### [EXERCISE GOAL]
Carry on the text about the MASTER structure-search program, picking up right after its last sentence.

### [SELECTED TEXT]

____________

Method of Accelerated Search for Tertiary Ensemble Representatives

Table of Contents

Getting MASTER
Benchmarks
Documentation
Download database
MASTER paper

Getting MASTER

MASTER is written in C++, with the source code freely available to academic users under the terms of the GNU General Public License. Click here to download MASTER as source code or binaries. Inquiries about commercial licensing should be directed to Dr. Gevorg Grigoryan.


Benchmark of Search Time

As detailed in Zhou and Grigoryan [1], MASTER search times were benchmarked on the following structural fragments of varying size, secondary-structural content, and number of disjoint segments:

Specifically, the fragments had between 6 and 50 residues and between 1 and 5 disjoint segments. The benchmark was performed on a machine with a 2.7-GHz Intel Xeon processor, using a diverse subset of the PDB with 12,661 structures as the database. Importantly, the machine had enough memory to fit the entire database, and the quoted times correspond to search times only (i.e., running times after the database has already been cached in memory). Thus, these times are most applicable to a scenario where a single machine is consistently being used for searching (and thus the database always remains cached in memory). Alternatively, the database can be placed on a RAM disk to enforce this.

____________

### [EXCERPTED RECORDS]
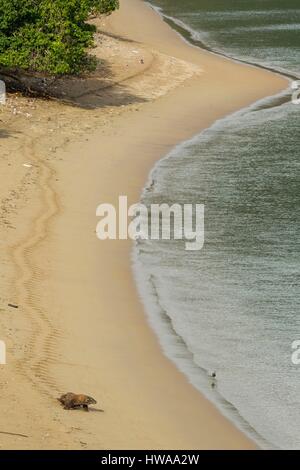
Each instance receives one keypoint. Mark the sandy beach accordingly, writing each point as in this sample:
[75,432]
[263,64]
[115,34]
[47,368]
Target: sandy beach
[80,325]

____________

### [RESULT OF THE EXERCISE]
All searches were performed under a range of RMSD cutoffs (0.4, 0.6, 0.8, 1.0, 1.5, and 2.0 Å) and benchmark times (in seconds) are organized according to the number of matches that result as well as the number of segments in the query:

Table 1. Benchmark for CA RMSD search times.

The numbers in parentheses indicate the number of examples in each category, and the shown ranges correspond to lowest and highest running times observed (in seconds). For example, for queries with two segments and RMSD cutoffs that resulted in 10 to 100 matches (there were five such examples in the benchmark set), running times ranged from 3.0 to 7.5 seconds.

Starting with MASTER 1.3, we added the ability to search by full-backbone RMSD (i.e., RMSD calculated over N, C, CA, and O atoms) rather than just CA RMSD. Benchmark times for full-backbone RMSD searches (performed in the same way, with the same database, machine, and RMSD cutoffs as above) are:

Table 2. Benchmark for full-backbone RMSD search times.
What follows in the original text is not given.